Your task: Print each line of the material again, keeping everything exact.

........

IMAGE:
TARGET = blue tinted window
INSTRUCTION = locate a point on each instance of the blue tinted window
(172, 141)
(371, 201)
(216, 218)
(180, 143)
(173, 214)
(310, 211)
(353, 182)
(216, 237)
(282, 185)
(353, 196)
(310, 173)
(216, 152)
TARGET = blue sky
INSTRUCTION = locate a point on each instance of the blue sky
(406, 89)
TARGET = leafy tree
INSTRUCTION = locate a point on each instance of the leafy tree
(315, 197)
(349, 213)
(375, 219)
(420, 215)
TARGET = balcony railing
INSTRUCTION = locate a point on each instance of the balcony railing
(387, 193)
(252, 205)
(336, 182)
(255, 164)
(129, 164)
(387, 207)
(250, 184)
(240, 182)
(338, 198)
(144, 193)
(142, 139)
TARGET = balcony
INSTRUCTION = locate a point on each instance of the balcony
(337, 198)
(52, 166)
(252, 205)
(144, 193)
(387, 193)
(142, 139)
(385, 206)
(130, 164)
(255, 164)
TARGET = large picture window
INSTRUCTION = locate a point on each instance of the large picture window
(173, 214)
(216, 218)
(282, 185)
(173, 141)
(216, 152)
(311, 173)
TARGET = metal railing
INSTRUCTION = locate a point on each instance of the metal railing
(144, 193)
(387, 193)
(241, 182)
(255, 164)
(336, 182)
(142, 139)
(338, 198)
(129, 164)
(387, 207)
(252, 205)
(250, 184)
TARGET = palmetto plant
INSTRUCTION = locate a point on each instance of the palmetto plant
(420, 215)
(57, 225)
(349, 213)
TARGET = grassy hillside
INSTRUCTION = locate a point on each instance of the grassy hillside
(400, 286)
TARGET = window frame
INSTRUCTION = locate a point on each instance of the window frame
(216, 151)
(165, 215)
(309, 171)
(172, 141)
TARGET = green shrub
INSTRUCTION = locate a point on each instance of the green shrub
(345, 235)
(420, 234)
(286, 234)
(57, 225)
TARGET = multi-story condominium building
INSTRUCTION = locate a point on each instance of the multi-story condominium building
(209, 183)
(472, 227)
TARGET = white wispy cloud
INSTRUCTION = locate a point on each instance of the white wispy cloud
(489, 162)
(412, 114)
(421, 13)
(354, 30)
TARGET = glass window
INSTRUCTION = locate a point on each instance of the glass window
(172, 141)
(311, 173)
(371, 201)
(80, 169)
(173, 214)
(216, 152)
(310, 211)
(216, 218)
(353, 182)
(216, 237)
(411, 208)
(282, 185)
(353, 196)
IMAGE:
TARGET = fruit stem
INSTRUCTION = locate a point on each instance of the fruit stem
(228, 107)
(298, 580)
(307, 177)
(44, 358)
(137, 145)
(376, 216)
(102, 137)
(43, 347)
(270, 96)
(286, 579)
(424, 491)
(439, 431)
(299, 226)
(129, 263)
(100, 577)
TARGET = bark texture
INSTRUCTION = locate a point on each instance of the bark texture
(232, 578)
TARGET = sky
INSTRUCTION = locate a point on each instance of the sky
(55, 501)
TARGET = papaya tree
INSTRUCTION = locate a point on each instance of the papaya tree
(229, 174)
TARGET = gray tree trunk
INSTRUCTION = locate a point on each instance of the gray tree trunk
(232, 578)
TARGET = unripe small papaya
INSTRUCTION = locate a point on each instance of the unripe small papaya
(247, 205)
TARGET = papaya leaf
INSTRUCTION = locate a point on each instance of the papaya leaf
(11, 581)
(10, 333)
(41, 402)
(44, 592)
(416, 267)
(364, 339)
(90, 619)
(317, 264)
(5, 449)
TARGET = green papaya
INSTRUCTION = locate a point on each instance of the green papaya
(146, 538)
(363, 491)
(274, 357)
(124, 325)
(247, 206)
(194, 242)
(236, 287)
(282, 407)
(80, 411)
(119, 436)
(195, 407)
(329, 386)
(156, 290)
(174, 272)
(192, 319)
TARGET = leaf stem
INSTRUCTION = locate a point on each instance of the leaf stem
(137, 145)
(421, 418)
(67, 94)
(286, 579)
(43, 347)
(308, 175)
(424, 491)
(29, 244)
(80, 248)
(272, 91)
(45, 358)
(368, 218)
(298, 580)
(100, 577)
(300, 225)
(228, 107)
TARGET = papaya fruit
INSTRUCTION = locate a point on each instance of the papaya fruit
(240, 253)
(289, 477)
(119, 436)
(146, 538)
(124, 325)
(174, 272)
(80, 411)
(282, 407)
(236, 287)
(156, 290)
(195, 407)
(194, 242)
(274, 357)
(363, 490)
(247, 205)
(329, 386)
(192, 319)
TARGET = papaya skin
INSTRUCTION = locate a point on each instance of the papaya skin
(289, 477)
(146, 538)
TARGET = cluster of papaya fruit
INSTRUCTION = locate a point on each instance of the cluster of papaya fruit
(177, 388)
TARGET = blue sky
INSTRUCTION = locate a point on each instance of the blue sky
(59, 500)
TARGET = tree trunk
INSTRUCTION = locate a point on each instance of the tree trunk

........

Solution for this exercise:
IMAGE:
TARGET = blue tinted window
INSTRUCTION = locate a point on each instance of the blue tinted window
(172, 141)
(371, 201)
(216, 218)
(180, 143)
(173, 214)
(310, 211)
(353, 182)
(216, 237)
(282, 185)
(353, 196)
(310, 173)
(216, 152)
TARGET = blue sky
INSTRUCTION = locate a point on each instance of the blue sky
(406, 89)
TARGET = leafy tree
INSTRUCTION = locate a point on each instance of the leafy tree
(315, 197)
(349, 213)
(375, 219)
(420, 215)
TARGET = balcony railing
INSTRUCTION = locate a point on each instance of the balcony railing
(387, 193)
(252, 205)
(336, 182)
(255, 164)
(129, 164)
(387, 207)
(250, 184)
(240, 182)
(338, 198)
(144, 193)
(142, 139)
TARGET = balcony
INSTRUCTION = locate a point on each instance of the balcony
(337, 198)
(52, 166)
(252, 205)
(144, 193)
(387, 193)
(142, 139)
(385, 206)
(130, 164)
(255, 164)
TARGET = large picture window
INSTRUCTION = locate a point on each instance of the large picture window
(173, 214)
(216, 218)
(282, 185)
(173, 141)
(216, 152)
(311, 173)
TARGET = metal railing
INSTRUCTION = locate a point on each instance of the metal railing
(144, 193)
(387, 193)
(241, 182)
(255, 164)
(336, 182)
(142, 139)
(338, 198)
(129, 164)
(387, 207)
(252, 205)
(250, 184)
TARGET = palmetto plant
INSTRUCTION = locate a point on each instance of the palmetto plant
(420, 215)
(57, 225)
(349, 213)
TARGET = grassy hillside
INSTRUCTION = locate a point on each instance of the grassy hillside
(400, 286)
TARGET = window frame
INSTRUCTION = locate a point on each instance of the window frame
(216, 151)
(165, 215)
(309, 171)
(172, 141)
TARGET = green shrub
INSTRUCTION = locate a point on each instance of the green shrub
(345, 235)
(420, 234)
(286, 234)
(57, 225)
TARGET = multi-story condominium building
INSTRUCTION = locate a point on each instance of the multi-story condominium building
(209, 183)
(472, 227)
TARGET = white wispy cloud
INSTRUCTION = locate a point on each instance of the white wispy cloud
(489, 162)
(412, 114)
(421, 13)
(354, 30)
TARGET = glass window
INSTRUCTION = locate a point on each instance of the glass window
(172, 141)
(311, 173)
(371, 201)
(80, 169)
(173, 214)
(216, 152)
(310, 211)
(216, 218)
(353, 182)
(216, 237)
(411, 208)
(282, 185)
(353, 196)
IMAGE:
TARGET = fruit stem
INSTRUCTION = locate a point on each instance of the fruit stem
(228, 107)
(298, 580)
(307, 177)
(44, 358)
(137, 145)
(376, 216)
(102, 137)
(43, 347)
(270, 96)
(286, 579)
(424, 491)
(439, 431)
(299, 226)
(129, 263)
(100, 577)
TARGET = bark texture
INSTRUCTION = locate a point on each instance of the bark texture
(232, 578)
TARGET = sky
INSTRUCTION = locate a point on each instance of the sky
(55, 501)
TARGET = papaya tree
INSTRUCTION = locate a point on each instance of the papaya tree
(229, 174)
TARGET = gray tree trunk
INSTRUCTION = locate a point on each instance of the gray tree trunk
(232, 578)
TARGET = unripe small papaya
INSTRUCTION = locate a point on each instance of the unripe small papaya
(247, 205)
TARGET = papaya leaf
INSTRUCTION = locate a point on each instance of the papaya leaf
(11, 581)
(10, 333)
(41, 402)
(44, 592)
(416, 267)
(364, 339)
(90, 619)
(317, 264)
(5, 449)
TARGET = green papaya
INSTRUCTION = locate a point on each instance of the green papaya
(146, 538)
(363, 491)
(274, 357)
(124, 325)
(247, 206)
(194, 242)
(236, 287)
(282, 407)
(80, 411)
(119, 436)
(195, 407)
(329, 386)
(156, 290)
(174, 272)
(192, 319)
TARGET = leaf stem
INSTRUCTION = locate a point on each instance of the leaf stem
(137, 145)
(421, 418)
(67, 94)
(286, 579)
(43, 347)
(308, 175)
(424, 491)
(29, 244)
(80, 248)
(272, 91)
(45, 358)
(368, 218)
(298, 580)
(100, 577)
(300, 225)
(228, 107)
TARGET = papaya fruit
INSTRUCTION = locate a point on each instance of the papaya fruit
(240, 253)
(289, 477)
(119, 436)
(146, 538)
(124, 325)
(174, 272)
(80, 411)
(282, 407)
(236, 287)
(156, 290)
(195, 407)
(194, 242)
(274, 357)
(363, 490)
(247, 205)
(329, 386)
(192, 319)
TARGET = papaya skin
INSTRUCTION = locate a point on each instance of the papaya skin
(289, 477)
(146, 538)
TARGET = cluster of papaya fruit
INSTRUCTION = locate a point on each instance of the cluster of papaya fruit
(177, 388)
TARGET = blue sky
INSTRUCTION = locate a point on each instance of the blue sky
(59, 500)
TARGET = tree trunk
INSTRUCTION = locate a point on each instance of the tree trunk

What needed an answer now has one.